OBJECTIVE ::
Render every line of text in the rows below as a JSON list of strings, with one string per line and no entries for blank lines. Leave the pictures out of the answer.

(Excerpts from point annotation data)
━━━━

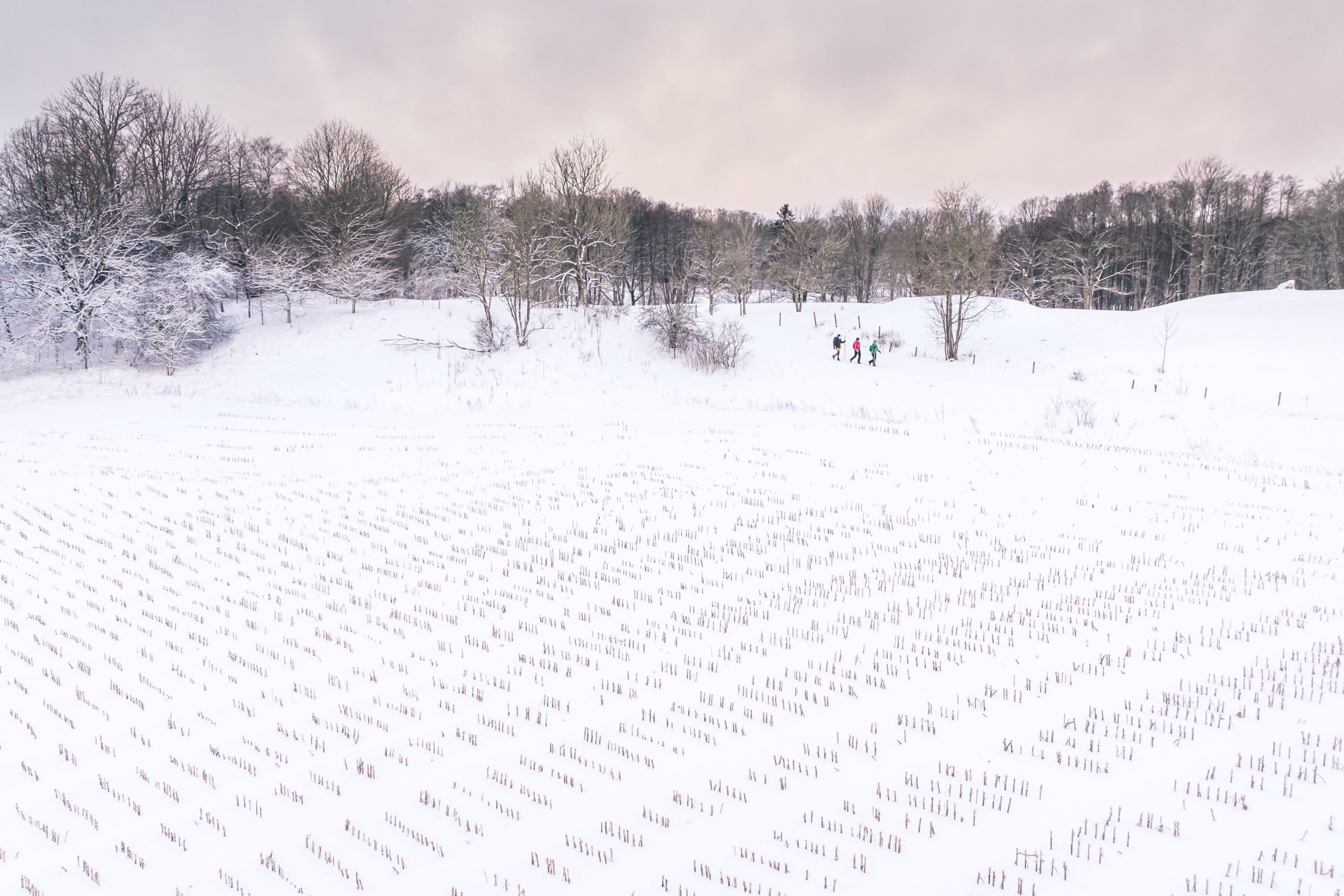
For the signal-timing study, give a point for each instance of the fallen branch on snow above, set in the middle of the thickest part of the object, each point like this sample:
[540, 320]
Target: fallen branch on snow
[414, 344]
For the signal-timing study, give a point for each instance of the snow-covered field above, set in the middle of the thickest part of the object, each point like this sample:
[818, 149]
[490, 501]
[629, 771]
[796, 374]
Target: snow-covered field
[319, 617]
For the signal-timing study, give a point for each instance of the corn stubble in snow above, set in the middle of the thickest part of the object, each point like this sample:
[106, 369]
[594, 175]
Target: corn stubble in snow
[322, 647]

━━━━

EXERCISE OUTPUT ::
[
  "For the signal-timing study, give a point for each instance of the fallen branch on snow above, set in the middle of the thickest part of the object, each point like this sample:",
  "[540, 320]",
  "Target: fallen branch on snow",
  "[414, 344]",
  "For the signal-timing study, give a point for each instance of the snow-covered field above, set in the middle of the thickest part of the object, each point like this sample:",
  "[818, 149]",
  "[490, 501]",
  "[629, 771]",
  "[796, 374]",
  "Target: snow-covered field",
  "[319, 617]",
  "For the signal-timing study, give a point for each instance of the corn stubble in snow above, set in the middle of the thickest part of the object, each point like this sample:",
  "[106, 369]",
  "[594, 175]",
  "Target: corn stubble in snow",
  "[322, 647]"
]